Passage shown.
:::::

Sat April 24: 6:15; Tue April 27: 2 & 6:15

THE TEMPTATION / POKUSZENIE
Barbara Sass, 1995; 101m

Poland, 1953 - perhaps the darkest year of the Stalinist era. One night, a young nun, Anna, is brusquely removed from prison and brought to an abandoned fort where an influential bishop is being held. Years earlier, before taking her vows, Anna had been in love with him; she's now been brought to serve him his meals and look after him. Director Sass avoids the sensationalism that could have defined her story - with all the implications of "forbidden love" - and instead looks at the complexity of the relationship between this man and this woman. THE TEMPTATION was awarded the International Critics' Prize at the 1996 Karlovy Vary Film Festival
Sat April 24: 8:30; Mon April 26: 2

HI, TERESKA
Robert Glinski, 2001; 91m

"Hi, Tereska is a riveting look at a group of Polish youth known as "blockers," a generation named after the grey housing projects in which they grew up. The film begins with a bright montage of scenes from Tereska's childhood; jumping forward to the present, the images lose their photo-album charm…Despite the dispiriting environment and the absence of any encouragement from her parents, Tereska has grown up sensitive and shy. Her improbable dream of becoming a fashion designer sends her off to tailoring trade school, where she meets the rebellious and confident Renata. Soon Renata is steering Tereska to her first cigarette, her first kiss and, eventually, to her first crime…." - 2001 Toronto International Film Festival Catalog
Sun April 25: 6:45; Mon April 26: 4; Wed Apil 28: 5:10

LOUDER THAN BOMBS / GLOSNIEJ OD BOMB
Przemylaw Wojcieszek, 2000; 92m

Marcin lives in a small city in southern Poland. A few days earlier his father had died; a few years earlier, Marcin had quit school to work in his father's car repair shop. Now, the business is all his, and so are all the arrangements for his father's funerall. Relatives start arriving from all over Poland, some of whom he hardly knows; in the midst of all this, Marcin's girlfriend Kaska reveals that she's about to move to Chicago, where her parents have arranged for her to study. Clearly inspired by the work of Mike Leigh, debut director Wojciesak brings a gritty realism to his work that's nevertheless full of flashes of offbeat humor. Every day brings another set of problems, and the trick is staying afloat long enough to find out what they are.

:::::

Recorded information.
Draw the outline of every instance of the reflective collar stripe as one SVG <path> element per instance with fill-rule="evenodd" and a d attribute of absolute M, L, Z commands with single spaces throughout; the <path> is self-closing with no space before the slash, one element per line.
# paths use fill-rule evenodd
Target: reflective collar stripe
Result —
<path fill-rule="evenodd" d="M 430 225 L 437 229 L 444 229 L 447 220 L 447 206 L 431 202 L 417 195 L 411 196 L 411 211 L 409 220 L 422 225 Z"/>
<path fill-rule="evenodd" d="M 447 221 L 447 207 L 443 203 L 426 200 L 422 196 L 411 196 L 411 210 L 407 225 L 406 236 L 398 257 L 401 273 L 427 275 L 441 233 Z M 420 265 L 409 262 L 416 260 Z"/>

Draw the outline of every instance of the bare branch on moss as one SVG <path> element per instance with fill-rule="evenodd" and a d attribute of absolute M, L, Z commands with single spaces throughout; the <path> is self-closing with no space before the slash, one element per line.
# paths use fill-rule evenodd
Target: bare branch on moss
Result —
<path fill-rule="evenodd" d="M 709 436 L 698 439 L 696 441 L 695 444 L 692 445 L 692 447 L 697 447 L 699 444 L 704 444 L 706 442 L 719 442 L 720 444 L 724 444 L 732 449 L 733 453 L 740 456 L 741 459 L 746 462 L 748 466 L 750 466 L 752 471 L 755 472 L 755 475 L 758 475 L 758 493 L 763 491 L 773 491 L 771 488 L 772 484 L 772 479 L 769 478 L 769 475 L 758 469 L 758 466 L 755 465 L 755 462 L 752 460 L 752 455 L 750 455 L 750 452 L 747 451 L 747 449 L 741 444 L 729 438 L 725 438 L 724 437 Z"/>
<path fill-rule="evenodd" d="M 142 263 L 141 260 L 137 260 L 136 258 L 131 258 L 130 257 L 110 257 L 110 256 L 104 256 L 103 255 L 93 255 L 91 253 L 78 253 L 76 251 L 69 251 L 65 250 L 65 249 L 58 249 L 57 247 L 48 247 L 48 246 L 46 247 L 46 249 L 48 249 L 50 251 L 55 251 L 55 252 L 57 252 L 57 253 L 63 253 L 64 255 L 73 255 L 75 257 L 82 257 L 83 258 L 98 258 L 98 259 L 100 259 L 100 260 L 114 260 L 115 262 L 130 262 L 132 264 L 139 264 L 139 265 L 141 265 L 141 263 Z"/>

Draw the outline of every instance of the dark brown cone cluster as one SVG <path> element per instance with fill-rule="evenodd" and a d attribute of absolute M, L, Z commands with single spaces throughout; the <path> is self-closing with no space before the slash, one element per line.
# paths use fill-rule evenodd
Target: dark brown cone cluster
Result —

:::::

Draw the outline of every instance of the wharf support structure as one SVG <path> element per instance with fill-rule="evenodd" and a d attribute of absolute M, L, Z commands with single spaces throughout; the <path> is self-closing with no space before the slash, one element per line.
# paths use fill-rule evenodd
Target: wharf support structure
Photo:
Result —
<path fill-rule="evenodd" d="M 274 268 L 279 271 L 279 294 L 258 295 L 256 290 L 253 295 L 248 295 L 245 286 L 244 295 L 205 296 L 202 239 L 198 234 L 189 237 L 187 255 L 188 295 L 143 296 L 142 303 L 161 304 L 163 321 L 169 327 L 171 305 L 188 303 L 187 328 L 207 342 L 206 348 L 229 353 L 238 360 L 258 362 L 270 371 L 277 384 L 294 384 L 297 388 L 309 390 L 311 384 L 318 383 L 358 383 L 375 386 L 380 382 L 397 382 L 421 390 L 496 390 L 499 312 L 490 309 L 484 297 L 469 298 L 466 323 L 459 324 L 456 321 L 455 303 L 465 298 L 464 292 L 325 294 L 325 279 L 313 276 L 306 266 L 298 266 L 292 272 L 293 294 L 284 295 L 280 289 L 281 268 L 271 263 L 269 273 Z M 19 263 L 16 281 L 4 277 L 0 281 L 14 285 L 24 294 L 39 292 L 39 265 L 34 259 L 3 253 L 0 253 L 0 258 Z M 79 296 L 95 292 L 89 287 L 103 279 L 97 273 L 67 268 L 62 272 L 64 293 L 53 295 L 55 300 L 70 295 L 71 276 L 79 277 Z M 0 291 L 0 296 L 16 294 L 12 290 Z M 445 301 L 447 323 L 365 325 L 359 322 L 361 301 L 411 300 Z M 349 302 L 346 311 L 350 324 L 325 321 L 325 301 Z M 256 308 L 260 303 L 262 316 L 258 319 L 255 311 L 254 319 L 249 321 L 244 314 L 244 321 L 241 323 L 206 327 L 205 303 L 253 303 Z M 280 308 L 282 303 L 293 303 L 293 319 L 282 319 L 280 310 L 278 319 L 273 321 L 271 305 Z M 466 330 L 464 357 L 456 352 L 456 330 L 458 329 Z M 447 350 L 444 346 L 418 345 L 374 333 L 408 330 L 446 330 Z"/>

:::::

Stated goal. According to the film listings, what prize did THE TEMPTATION win, and at which festival?

The output. The International Critics' Prize at the 1996 Karlovy Vary Film Festival.